#### Bereitgestellte Daten

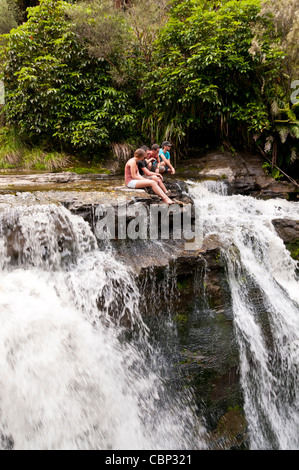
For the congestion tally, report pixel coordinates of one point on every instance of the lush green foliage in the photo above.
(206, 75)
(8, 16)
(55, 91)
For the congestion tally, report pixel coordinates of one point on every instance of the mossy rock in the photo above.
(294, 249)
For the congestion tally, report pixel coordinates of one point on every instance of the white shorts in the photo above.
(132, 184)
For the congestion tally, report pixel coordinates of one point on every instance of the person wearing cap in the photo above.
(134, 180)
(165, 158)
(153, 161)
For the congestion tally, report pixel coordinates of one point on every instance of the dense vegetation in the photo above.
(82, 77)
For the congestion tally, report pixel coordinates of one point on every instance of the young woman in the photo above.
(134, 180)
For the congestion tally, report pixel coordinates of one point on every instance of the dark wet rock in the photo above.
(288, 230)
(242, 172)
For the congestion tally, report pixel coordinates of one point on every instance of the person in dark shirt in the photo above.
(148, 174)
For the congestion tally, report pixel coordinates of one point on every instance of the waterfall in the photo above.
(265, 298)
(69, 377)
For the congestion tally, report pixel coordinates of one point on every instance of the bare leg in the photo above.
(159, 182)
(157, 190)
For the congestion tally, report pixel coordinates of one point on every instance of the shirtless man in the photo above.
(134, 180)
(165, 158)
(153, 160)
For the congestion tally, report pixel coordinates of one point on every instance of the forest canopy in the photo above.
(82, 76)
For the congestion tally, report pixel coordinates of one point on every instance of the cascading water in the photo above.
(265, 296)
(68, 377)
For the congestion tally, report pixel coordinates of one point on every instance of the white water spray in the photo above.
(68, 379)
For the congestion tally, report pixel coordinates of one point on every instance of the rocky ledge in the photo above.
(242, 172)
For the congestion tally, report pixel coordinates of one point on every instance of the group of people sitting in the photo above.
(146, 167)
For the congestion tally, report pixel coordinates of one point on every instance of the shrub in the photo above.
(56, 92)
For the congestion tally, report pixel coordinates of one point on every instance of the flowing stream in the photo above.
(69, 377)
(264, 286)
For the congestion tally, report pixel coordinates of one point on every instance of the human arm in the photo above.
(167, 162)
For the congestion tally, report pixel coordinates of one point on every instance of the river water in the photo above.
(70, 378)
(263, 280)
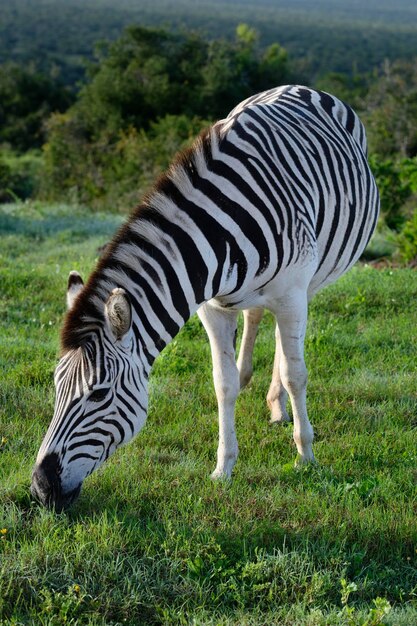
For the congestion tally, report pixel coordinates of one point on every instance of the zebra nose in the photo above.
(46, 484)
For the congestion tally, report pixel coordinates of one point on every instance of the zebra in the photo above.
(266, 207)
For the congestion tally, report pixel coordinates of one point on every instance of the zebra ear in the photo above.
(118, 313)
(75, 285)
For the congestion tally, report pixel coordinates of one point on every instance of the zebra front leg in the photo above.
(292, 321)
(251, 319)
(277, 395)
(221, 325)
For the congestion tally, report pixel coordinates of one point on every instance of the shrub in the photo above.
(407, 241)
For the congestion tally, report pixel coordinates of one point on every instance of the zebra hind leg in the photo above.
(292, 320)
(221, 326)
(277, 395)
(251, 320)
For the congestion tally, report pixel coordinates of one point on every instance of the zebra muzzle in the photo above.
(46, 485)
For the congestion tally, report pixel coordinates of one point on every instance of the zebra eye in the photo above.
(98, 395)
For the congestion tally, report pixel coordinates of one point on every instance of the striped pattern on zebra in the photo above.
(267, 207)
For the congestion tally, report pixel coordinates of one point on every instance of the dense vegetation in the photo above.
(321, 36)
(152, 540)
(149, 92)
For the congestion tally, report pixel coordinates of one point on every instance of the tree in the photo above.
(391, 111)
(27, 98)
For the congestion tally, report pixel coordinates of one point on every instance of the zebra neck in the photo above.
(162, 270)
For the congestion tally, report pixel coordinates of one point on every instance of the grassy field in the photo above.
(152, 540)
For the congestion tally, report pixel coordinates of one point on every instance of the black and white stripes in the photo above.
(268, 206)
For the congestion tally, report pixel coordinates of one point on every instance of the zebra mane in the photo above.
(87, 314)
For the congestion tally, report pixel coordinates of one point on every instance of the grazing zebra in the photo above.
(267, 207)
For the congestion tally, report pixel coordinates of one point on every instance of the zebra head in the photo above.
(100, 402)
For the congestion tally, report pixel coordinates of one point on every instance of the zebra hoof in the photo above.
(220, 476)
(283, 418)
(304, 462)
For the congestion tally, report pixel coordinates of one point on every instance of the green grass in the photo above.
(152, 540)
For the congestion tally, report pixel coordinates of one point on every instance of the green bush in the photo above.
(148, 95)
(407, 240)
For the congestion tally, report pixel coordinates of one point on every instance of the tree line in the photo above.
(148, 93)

#### Aufgabenziel
Stelle das gesamte Material oben als JSON-Liste von Zeichenketten dar, mit einem Eintrag pro Zeile und ohne Leerzeilen. Die Bilder lässt du dabei weg.

#### Gelöste Aufgabe
[
  "For the congestion tally, report pixel coordinates of one point on every instance of the lush green foliage in the photo above.",
  "(206, 75)",
  "(8, 16)",
  "(55, 91)",
  "For the congestion tally, report pixel coordinates of one point on every instance of the mossy rock in the photo above.",
  "(294, 249)",
  "For the congestion tally, report pixel coordinates of one point on every instance of the white shorts in the photo above.",
  "(132, 184)",
  "For the congestion tally, report pixel coordinates of one point on every instance of the person wearing cap in the photo above.",
  "(134, 180)",
  "(165, 158)",
  "(153, 161)",
  "For the congestion tally, report pixel coordinates of one point on every instance of the dense vegetation in the photo above.",
  "(82, 77)",
  "For the congestion tally, report pixel coordinates of one point on every instance of the young woman in the photo above.",
  "(134, 180)",
  "For the congestion tally, report pixel coordinates of one point on every instance of the dark wet rock in the photo above.",
  "(288, 230)",
  "(242, 172)",
  "For the congestion tally, report pixel coordinates of one point on every instance of the person in dark shirt in the photo above.",
  "(148, 174)",
  "For the congestion tally, report pixel coordinates of one point on every instance of the waterfall in the photo above.",
  "(265, 298)",
  "(69, 377)",
  "For the congestion tally, report pixel coordinates of one point on every instance of the bare leg in the photo above.",
  "(159, 182)",
  "(157, 190)",
  "For the congestion tally, report pixel coordinates of one point on every instance of the shirtless man in the photo above.",
  "(134, 180)",
  "(165, 158)",
  "(153, 160)",
  "For the congestion tally, report pixel coordinates of one point on every instance of the forest canopy in the photo above.",
  "(82, 76)",
  "For the congestion tally, report pixel coordinates of one point on every instance of the cascading water in the photo above.",
  "(265, 296)",
  "(68, 377)",
  "For the congestion tally, report pixel coordinates of one point on every instance of the white water spray in the photo above.",
  "(68, 379)",
  "For the congestion tally, report pixel coordinates of one point on every instance of the rocky ledge in the photo above.",
  "(242, 172)",
  "For the congestion tally, report pixel coordinates of one point on every instance of the group of people sitting in the photo above.",
  "(146, 167)",
  "For the congestion tally, report pixel coordinates of one point on every instance of the shrub in the photo above.",
  "(56, 92)",
  "For the congestion tally, report pixel coordinates of one point on every instance of the flowing stream in the photo above.",
  "(69, 377)",
  "(264, 286)",
  "For the congestion tally, report pixel coordinates of one point on every instance of the human arm in the photo above.",
  "(167, 162)",
  "For the congestion tally, report pixel coordinates of one point on every instance of the river water in the photo above.",
  "(70, 378)",
  "(263, 280)",
  "For the congestion tally, report pixel coordinates of one point on every instance of the zebra nose in the photo above.",
  "(46, 484)",
  "For the congestion tally, report pixel coordinates of one point on every instance of the zebra in the photo above.",
  "(266, 207)",
  "For the congestion tally, report pixel coordinates of one point on every instance of the zebra ear in the photo above.",
  "(118, 313)",
  "(75, 285)",
  "For the congestion tally, report pixel coordinates of one point on every instance of the zebra front leg in the photo above.",
  "(292, 321)",
  "(251, 319)",
  "(277, 395)",
  "(221, 325)",
  "For the congestion tally, report pixel coordinates of one point on every instance of the shrub in the photo above.",
  "(407, 241)",
  "For the congestion tally, report pixel coordinates of one point on every instance of the zebra hind leg in the photo above.",
  "(292, 320)",
  "(221, 326)",
  "(277, 395)",
  "(251, 320)",
  "For the congestion tally, report pixel coordinates of one point on every instance of the zebra muzzle in the photo above.",
  "(46, 485)",
  "For the congestion tally, report pixel coordinates of one point on every instance of the zebra eye in the photo above.",
  "(98, 395)",
  "For the congestion tally, report pixel coordinates of one point on every instance of the striped pattern on zebra in the photo above.",
  "(267, 207)",
  "For the congestion tally, report pixel coordinates of one point on every instance of the dense vegetation in the photo above.",
  "(321, 36)",
  "(152, 540)",
  "(149, 92)",
  "For the congestion tally, report pixel coordinates of one point on every instance of the tree in the photo above.",
  "(391, 111)",
  "(27, 98)",
  "For the congestion tally, report pixel coordinates of one point on every instance of the zebra neck in the photo above.",
  "(162, 270)",
  "For the congestion tally, report pixel coordinates of one point on every instance of the grassy field in the photo above.",
  "(152, 540)",
  "For the congestion tally, report pixel coordinates of one point on every instance of the black and white stripes in the photo above.",
  "(268, 206)",
  "For the congestion tally, report pixel coordinates of one point on every instance of the zebra mane in the photo above.",
  "(87, 314)",
  "For the congestion tally, report pixel coordinates of one point on every instance of the grazing zebra in the photo above.",
  "(267, 207)",
  "For the congestion tally, report pixel coordinates of one point on every instance of the zebra head in the photo above.",
  "(100, 402)",
  "For the congestion tally, report pixel coordinates of one point on every instance of the zebra hoof in the photo above.",
  "(220, 476)",
  "(283, 418)",
  "(304, 462)",
  "For the congestion tally, report pixel coordinates of one point on every instance of the green grass in the photo above.",
  "(152, 540)",
  "For the congestion tally, report pixel coordinates of one point on every instance of the green bush in the photo above.",
  "(148, 95)",
  "(407, 240)",
  "For the congestion tally, report pixel coordinates of one point on every instance of the tree line in the photo above.",
  "(148, 93)"
]